**Exercise requirements**
Where a record holds a picture, leave the picture out; otherwise repeat every record exactly.

[Data for this task — start]

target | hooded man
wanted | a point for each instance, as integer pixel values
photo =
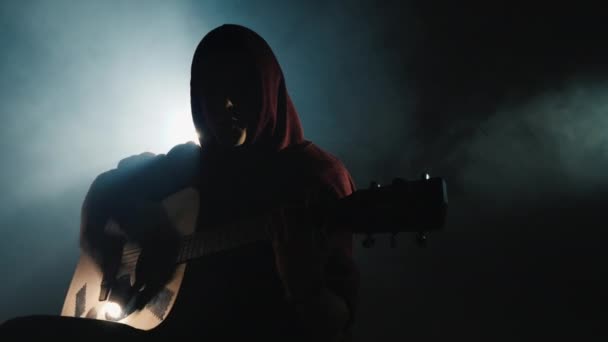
(253, 159)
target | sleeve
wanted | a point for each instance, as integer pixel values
(144, 176)
(342, 273)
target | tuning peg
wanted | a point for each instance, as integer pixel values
(393, 240)
(369, 241)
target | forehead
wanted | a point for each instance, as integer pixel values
(228, 72)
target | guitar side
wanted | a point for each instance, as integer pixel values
(82, 297)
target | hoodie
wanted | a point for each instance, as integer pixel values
(276, 167)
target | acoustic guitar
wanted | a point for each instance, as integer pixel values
(418, 206)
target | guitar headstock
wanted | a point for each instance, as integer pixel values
(417, 206)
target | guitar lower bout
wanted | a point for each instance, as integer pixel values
(83, 296)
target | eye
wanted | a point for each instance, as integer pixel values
(228, 104)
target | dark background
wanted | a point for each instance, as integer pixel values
(507, 101)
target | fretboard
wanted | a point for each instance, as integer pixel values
(221, 238)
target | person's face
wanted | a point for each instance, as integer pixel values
(231, 99)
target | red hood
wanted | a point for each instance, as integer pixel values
(277, 125)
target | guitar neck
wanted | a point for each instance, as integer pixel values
(208, 242)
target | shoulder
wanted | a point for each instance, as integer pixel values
(322, 166)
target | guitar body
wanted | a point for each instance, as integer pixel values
(83, 295)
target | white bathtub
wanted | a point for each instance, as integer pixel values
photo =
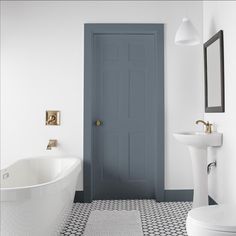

[Data for this task — finish]

**Task answer**
target | hooded man
wanted | a point for each instance, as integer pixel values
photo =
(253, 159)
target | sleeve
wanted | a point for each instance, as integer pixel values
(144, 176)
(342, 273)
target | tuning peg
wanted | a point for each instance, as integer pixel values
(393, 240)
(369, 241)
target | forehead
wanted | a point for each instance, as integer pixel values
(228, 72)
target | guitar side
wanted | a point for each instance, as integer pixel values
(82, 297)
target | hoodie
wanted | a point for each instance, as integer pixel values
(276, 167)
target | acoustic guitar
wanted | a point for each instance, as integer pixel values
(418, 206)
target | guitar headstock
wanted | a point for each instance, as integer pixel values
(417, 206)
target | guitar lower bout
wanted | a point for each instance, as integer pixel values
(83, 296)
target | eye
wanted | a point for each instance, as integer pixel values
(228, 104)
target | dark background
wanted | a point for each instance, as integer pixel values
(507, 101)
target | fretboard
wanted | a point for each instance, as integer pixel values
(221, 238)
target | person's face
wanted | a point for each instance, as integer pixel values
(231, 99)
target | red hood
wanted | a point for each instance, as integer pixel values
(277, 125)
target | guitar neck
wanted | a point for each instance, as integer pixel values
(208, 242)
target | shoulder
wanted | a point for each instance, as integer pixel values
(322, 166)
target | guitar body
wanted | a point for each instance, as integer pixel values
(83, 295)
target | white bathtub
wanted | a point for each instance, as integer pixel values
photo =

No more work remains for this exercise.